SOURCE DATA:
****

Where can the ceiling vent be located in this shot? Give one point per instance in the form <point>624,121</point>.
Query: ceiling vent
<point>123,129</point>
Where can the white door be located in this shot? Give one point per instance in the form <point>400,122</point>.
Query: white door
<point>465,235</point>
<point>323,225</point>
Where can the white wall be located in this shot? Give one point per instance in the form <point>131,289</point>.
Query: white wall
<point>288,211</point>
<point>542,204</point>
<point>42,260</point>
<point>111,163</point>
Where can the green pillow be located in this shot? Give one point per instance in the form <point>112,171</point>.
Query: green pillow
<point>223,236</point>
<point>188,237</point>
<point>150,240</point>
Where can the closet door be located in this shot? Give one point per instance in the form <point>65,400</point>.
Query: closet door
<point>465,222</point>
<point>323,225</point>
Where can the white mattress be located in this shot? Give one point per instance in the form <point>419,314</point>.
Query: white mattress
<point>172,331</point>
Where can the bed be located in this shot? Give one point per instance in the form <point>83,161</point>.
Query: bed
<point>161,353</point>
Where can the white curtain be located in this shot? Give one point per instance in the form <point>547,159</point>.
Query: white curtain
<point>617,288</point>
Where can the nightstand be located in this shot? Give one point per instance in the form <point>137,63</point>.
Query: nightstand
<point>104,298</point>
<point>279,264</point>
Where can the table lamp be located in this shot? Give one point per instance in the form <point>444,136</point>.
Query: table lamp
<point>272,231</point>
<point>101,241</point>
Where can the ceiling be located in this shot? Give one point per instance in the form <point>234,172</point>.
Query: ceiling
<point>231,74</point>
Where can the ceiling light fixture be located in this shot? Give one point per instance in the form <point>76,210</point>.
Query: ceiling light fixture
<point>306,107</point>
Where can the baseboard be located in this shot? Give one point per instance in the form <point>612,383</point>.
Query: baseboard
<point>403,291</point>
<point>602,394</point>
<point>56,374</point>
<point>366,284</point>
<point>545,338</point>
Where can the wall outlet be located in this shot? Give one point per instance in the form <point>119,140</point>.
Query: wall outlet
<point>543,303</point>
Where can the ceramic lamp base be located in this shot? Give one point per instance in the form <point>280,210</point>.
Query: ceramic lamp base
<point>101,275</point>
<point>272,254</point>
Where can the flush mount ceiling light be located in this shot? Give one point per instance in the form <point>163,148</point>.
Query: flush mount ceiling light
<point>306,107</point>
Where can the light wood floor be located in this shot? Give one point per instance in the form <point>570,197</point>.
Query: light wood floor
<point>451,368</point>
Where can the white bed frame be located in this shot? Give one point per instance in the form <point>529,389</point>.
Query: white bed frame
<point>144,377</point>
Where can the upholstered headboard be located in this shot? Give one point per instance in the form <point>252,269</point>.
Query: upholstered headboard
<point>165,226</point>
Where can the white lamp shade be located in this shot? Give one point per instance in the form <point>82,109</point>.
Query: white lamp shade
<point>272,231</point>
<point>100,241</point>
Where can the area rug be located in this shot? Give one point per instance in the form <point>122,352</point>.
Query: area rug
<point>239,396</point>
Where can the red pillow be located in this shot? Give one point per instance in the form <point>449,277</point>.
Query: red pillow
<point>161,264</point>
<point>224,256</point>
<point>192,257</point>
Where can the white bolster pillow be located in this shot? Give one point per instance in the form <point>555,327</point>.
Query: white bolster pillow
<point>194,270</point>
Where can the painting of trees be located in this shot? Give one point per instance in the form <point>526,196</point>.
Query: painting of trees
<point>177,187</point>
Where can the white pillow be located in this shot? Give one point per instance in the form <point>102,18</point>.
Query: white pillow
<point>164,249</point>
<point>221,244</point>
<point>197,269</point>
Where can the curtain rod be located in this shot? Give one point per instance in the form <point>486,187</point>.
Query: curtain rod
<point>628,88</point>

****

EXERCISE PROMPT: Convert the lines of the records into a numbered list, starting with the line that contains "Where can the white bolster" and continuing through the final line of the records. Omit any blank lines.

WRITTEN RESPONSE:
1. Where can the white bolster pillow be located in this shot? Give one point per instance in the form <point>555,327</point>.
2. Query: white bolster pillow
3. <point>194,270</point>
4. Where can the painting of trees be located in this shot? Give one point per instance in the form <point>526,196</point>.
5. Query: painting of trees
6. <point>177,187</point>
7. Where can the white pillow be located in this shot? Give one point per instance in the form <point>102,18</point>.
8. Query: white pillow
9. <point>164,249</point>
10. <point>221,244</point>
11. <point>197,269</point>
12. Where can the curtain rod be located in this shot? Give one point per instance in the form <point>486,187</point>.
13. Query: curtain rod
14. <point>628,88</point>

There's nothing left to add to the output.